_TASK DETAILS_
All material below is to be reproduced exactly.

_LISTED RECORDS_
[start]

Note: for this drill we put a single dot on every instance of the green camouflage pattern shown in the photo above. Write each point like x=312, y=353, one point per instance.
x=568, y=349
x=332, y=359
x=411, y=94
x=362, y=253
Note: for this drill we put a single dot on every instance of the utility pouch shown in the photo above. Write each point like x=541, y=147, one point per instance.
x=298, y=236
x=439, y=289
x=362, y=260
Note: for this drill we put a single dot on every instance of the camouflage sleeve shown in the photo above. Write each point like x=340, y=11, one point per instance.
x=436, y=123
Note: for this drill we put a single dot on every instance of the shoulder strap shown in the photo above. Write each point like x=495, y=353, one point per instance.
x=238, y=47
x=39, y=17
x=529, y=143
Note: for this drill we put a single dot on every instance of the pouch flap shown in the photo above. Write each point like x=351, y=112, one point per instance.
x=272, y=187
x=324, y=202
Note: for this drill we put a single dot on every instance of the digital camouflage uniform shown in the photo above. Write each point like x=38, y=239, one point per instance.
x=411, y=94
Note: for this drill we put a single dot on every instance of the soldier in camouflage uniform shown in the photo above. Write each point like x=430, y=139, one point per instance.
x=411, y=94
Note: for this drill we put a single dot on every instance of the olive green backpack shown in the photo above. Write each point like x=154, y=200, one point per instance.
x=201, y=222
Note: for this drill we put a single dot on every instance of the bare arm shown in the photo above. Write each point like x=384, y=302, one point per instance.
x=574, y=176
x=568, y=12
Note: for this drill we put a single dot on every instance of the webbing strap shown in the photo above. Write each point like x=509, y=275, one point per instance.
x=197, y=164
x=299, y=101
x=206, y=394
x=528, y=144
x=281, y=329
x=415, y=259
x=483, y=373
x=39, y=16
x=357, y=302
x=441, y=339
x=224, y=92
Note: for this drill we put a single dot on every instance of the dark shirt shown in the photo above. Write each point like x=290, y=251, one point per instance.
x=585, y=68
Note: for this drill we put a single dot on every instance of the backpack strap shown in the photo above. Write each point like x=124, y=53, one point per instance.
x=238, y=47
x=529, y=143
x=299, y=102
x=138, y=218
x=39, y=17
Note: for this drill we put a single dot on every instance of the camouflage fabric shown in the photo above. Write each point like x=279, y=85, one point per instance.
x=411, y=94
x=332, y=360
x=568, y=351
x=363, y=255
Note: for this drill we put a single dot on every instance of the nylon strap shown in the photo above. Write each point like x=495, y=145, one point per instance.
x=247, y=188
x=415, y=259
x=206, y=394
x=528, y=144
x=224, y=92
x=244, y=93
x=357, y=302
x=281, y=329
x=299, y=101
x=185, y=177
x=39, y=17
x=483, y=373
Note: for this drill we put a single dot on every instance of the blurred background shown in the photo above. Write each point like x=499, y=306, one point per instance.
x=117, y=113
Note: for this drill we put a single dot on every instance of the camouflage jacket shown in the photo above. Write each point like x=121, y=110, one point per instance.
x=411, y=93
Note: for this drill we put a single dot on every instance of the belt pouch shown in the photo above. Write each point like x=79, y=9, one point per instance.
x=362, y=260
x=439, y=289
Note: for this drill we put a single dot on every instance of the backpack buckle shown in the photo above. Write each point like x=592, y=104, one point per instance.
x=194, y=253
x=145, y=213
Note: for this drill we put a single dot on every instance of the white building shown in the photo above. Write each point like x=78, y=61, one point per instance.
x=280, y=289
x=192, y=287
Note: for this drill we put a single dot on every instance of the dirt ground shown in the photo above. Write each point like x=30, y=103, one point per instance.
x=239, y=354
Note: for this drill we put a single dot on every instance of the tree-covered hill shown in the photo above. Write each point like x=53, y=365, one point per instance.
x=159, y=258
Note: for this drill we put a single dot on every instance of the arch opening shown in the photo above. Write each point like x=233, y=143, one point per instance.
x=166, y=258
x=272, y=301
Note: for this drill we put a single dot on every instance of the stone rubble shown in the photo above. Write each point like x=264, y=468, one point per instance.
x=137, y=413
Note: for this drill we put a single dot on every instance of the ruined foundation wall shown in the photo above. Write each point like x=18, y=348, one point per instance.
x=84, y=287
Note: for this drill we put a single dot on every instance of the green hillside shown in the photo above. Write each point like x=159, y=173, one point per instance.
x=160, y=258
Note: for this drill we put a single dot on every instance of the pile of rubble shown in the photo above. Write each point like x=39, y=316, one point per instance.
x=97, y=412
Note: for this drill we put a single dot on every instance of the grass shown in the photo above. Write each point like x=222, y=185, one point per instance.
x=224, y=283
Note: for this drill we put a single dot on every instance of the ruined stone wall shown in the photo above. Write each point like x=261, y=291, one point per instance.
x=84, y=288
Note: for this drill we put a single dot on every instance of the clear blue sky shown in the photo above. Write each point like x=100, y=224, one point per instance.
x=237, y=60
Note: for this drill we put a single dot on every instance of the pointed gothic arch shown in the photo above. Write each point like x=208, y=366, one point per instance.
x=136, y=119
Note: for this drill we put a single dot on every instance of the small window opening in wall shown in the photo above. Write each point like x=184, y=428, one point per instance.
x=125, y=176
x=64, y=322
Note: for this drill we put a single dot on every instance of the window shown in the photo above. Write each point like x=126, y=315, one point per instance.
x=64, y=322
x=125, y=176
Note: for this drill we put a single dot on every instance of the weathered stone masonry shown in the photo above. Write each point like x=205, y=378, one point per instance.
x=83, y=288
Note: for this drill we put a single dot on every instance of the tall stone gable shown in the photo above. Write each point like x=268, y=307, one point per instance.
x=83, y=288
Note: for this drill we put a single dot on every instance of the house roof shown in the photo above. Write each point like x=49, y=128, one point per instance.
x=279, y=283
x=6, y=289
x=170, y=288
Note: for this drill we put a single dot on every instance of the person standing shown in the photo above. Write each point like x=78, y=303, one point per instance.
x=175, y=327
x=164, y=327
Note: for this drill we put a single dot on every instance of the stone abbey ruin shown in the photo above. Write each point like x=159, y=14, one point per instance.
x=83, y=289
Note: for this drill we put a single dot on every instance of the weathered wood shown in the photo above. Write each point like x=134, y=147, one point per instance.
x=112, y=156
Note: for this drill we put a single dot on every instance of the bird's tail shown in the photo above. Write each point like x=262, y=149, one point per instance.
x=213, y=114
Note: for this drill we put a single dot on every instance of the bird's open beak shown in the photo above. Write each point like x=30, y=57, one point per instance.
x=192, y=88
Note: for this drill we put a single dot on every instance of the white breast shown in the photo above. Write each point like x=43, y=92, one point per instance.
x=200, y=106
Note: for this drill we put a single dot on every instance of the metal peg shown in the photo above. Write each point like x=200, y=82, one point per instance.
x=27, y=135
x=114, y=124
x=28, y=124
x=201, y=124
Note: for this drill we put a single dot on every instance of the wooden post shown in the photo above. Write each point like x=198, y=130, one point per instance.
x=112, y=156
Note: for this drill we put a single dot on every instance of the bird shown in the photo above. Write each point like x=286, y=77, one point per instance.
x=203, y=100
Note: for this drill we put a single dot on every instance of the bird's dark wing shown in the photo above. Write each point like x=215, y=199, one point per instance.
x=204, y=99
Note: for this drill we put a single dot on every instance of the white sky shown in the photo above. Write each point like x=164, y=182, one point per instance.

[end]

_RIGHT ANSWER_
Note: for this drill we put a single dot on every instance of the green camouflage pattern shown in the photo above. Write each point like x=312, y=353, one point per instance.
x=568, y=349
x=332, y=359
x=411, y=94
x=362, y=253
Note: for this drill we put a single dot on every instance of the utility pouch shown in the photo above. Write each point like x=541, y=147, one point per instance.
x=298, y=236
x=439, y=289
x=362, y=260
Note: for this drill we put a single dot on every instance of the camouflage sleeve shown in the photo above. Write each point like x=340, y=11, one point per instance.
x=436, y=123
Note: for this drill we put a single dot on every instance of the shoulder strap shown in the photo above. Write each point like x=495, y=353, one point per instance.
x=238, y=47
x=39, y=17
x=529, y=143
Note: for this drill we put a single dot on every instance of the pouch flap shown in the photo above. Write each point like x=351, y=112, one point per instance.
x=272, y=187
x=324, y=202
Note: for this drill we put a single dot on every instance of the digital camouflage uniform shown in the photo above. Write each point like x=38, y=239, one point per instance.
x=411, y=94
Note: for this drill we put a single dot on every instance of the soldier in camouflage uniform shown in the photo above. Write each point like x=430, y=139, one point per instance.
x=411, y=94
Note: for this drill we put a single dot on every instance of the olive green backpack shown in the photo above. Write each point like x=154, y=200, one point per instance.
x=201, y=222
Note: for this drill we put a single dot on every instance of the bare arm shown in the photo above. Write each point like x=384, y=302, one point per instance.
x=574, y=176
x=568, y=12
Note: for this drill we put a single dot on every instance of the webbing strap shown in the photo above. Write each point like x=509, y=275, one point per instance.
x=197, y=164
x=299, y=101
x=206, y=394
x=528, y=144
x=281, y=329
x=415, y=259
x=483, y=373
x=39, y=16
x=357, y=302
x=441, y=339
x=224, y=92
Note: for this drill we put a single dot on every instance of the dark shirt shown in the photo above. Write each point like x=290, y=251, one point per instance.
x=585, y=68
Note: for this drill we put a single dot on every instance of the backpack strap shown in the photo above. Write each point like x=124, y=53, one point per instance.
x=238, y=47
x=529, y=143
x=299, y=102
x=138, y=218
x=39, y=17
Note: for this drill we put a single dot on every instance of the camouflage fabric shown in the photo above. Write each point like x=279, y=85, one point per instance.
x=411, y=94
x=332, y=360
x=568, y=351
x=363, y=255
Note: for this drill we put a single dot on every instance of the nylon strap shown in the photo above. Write each point like x=495, y=145, one point per instance.
x=247, y=188
x=415, y=259
x=206, y=394
x=528, y=144
x=224, y=92
x=244, y=93
x=357, y=302
x=281, y=329
x=299, y=101
x=185, y=177
x=39, y=17
x=483, y=373
Note: for this drill we put a single dot on every instance of the blurred background shown in the photo above. Write each point like x=499, y=306, one point per instance.
x=117, y=113
Note: for this drill we put a single dot on every instance of the camouflage jacket shown in the photo above. Write each point like x=121, y=110, one point per instance.
x=411, y=93
Note: for this drill we put a single dot on every instance of the belt pouch shown in the photo above. Write each point like x=79, y=9, one point per instance.
x=362, y=260
x=439, y=289
Note: for this drill we put a single dot on every instance of the backpack buckle shown in the photo above. Write each point like x=592, y=104, one point per instance.
x=194, y=253
x=145, y=213
Note: for this drill we put a single dot on every instance of the white building shown in the photo above. Write each point like x=78, y=61, one point per instance.
x=280, y=289
x=192, y=287
Note: for this drill we put a single dot on every instance of the dirt ground shown in the photo above. Write each point like x=30, y=103, one point per instance.
x=239, y=354
Note: for this drill we put a single dot on every instance of the tree-covered hill shown in the photo above. Write each point like x=53, y=365, one point per instance.
x=159, y=258
Note: for this drill we put a single dot on every instance of the arch opening shown in the photo above. Write each point like x=233, y=143, one point per instance.
x=166, y=258
x=272, y=301
Note: for this drill we put a single dot on every instance of the stone rubble shown in the photo above. Write each point like x=264, y=468, one point per instance.
x=137, y=413
Note: for this drill we put a single dot on every instance of the ruined foundation wall shown in the photo above. Write each point like x=18, y=348, one point per instance.
x=84, y=287
Note: for this drill we put a single dot on every instance of the green hillside shown in the photo above. Write each point like x=159, y=173, one point per instance.
x=160, y=258
Note: for this drill we put a single dot on every instance of the pile of rubble shown in the photo above. Write each point like x=39, y=316, one point per instance.
x=97, y=412
Note: for this drill we put a single dot on every instance of the grass shown in the photo above. Write each point like x=222, y=185, one point per instance.
x=224, y=283
Note: for this drill we put a single dot on every instance of the ruined stone wall shown in the photo above. Write each point like x=261, y=291, one point per instance.
x=84, y=288
Note: for this drill we put a single dot on every instance of the clear blue sky shown in the photo above. Write each point like x=100, y=224, one point per instance.
x=237, y=60
Note: for this drill we put a single dot on every instance of the pointed gothic arch shown in the photo above. Write each point like x=208, y=366, one point per instance.
x=136, y=119
Note: for this drill we put a single dot on every instance of the small window opening in wall shown in the photo above. Write each point like x=184, y=428, one point per instance.
x=125, y=176
x=64, y=322
Note: for this drill we put a single dot on every instance of the window shown in the photo above. Write each point like x=126, y=315, one point per instance.
x=64, y=322
x=125, y=176
Note: for this drill we put a single dot on every instance of the weathered stone masonry shown in the photo above. Write each point like x=205, y=378, one point per instance.
x=83, y=288
Note: for this drill we put a single dot on every instance of the tall stone gable shown in the photo above. Write each point like x=268, y=307, one point per instance.
x=83, y=288
Note: for this drill we put a single dot on every instance of the house roof shown in the photo above. Write each point like x=49, y=128, one point per instance.
x=279, y=283
x=6, y=289
x=170, y=288
Note: for this drill we put a single dot on every instance of the person standing shown in the photo above. Write each point like x=78, y=303, one point per instance.
x=175, y=327
x=164, y=327
Note: for this drill we put a single dot on every instance of the stone abbey ruin shown in the photo above. Write each point like x=159, y=14, one point per instance.
x=83, y=289
Note: for this drill we put a single dot on every instance of the weathered wood shown in the photo above. Write each point like x=134, y=147, one point per instance.
x=112, y=156
Note: for this drill we put a single dot on every instance of the bird's tail shown in the photo above. Write each point like x=262, y=149, one point per instance.
x=213, y=114
Note: for this drill we put a single dot on every instance of the bird's open beak shown in the photo above. Write each point like x=30, y=57, one point per instance.
x=192, y=88
Note: for this drill we put a single dot on every instance of the white breast shown in the photo above. Write each point like x=43, y=92, one point per instance.
x=200, y=106
Note: for this drill we put a single dot on every instance of the metal peg shown in the photo above. Write each point like x=200, y=82, one point per instance.
x=27, y=135
x=114, y=124
x=28, y=124
x=201, y=124
Note: for this drill we put a single dot on every instance of the wooden post shown in the photo above. Write each point like x=198, y=130, one point per instance.
x=112, y=156
Note: for this drill we put a single dot on every instance of the bird shown in the photo above. Write each point like x=286, y=77, one point per instance.
x=203, y=100
Note: for this drill we put a single dot on every instance of the bird's dark wing shown in the photo above. Write each point like x=215, y=199, one point per instance.
x=204, y=99
Note: for this drill we put a single dot on every instance of the white sky shown in the photo above. Write each point like x=164, y=182, one point per instance.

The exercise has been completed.